**Task details:** What you return should be each line of the data containing the string "When".

*** Source records ***

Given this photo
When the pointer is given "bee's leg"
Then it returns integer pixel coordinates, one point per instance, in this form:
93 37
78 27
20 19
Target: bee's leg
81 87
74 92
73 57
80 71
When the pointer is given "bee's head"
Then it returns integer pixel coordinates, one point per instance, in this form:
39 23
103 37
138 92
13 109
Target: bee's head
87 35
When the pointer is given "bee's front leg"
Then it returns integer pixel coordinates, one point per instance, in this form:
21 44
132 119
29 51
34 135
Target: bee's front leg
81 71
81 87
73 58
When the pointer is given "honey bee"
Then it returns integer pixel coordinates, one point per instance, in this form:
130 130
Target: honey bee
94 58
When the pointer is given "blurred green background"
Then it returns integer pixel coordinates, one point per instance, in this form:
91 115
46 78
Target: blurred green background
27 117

*** End of Source records ***
*** Source records ***

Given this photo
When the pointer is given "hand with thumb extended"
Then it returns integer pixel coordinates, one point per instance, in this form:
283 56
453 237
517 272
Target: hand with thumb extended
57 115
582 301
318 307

*** End of Source records ***

**Exercise output:**
When the pointer is given "bee's leg"
When the pointer is given "bee's head"
When the pointer is given "bee's front leg"
When the pointer is given "honey bee"
When the pointer is given "blurred green background"
When the pointer is given "hand with thumb extended"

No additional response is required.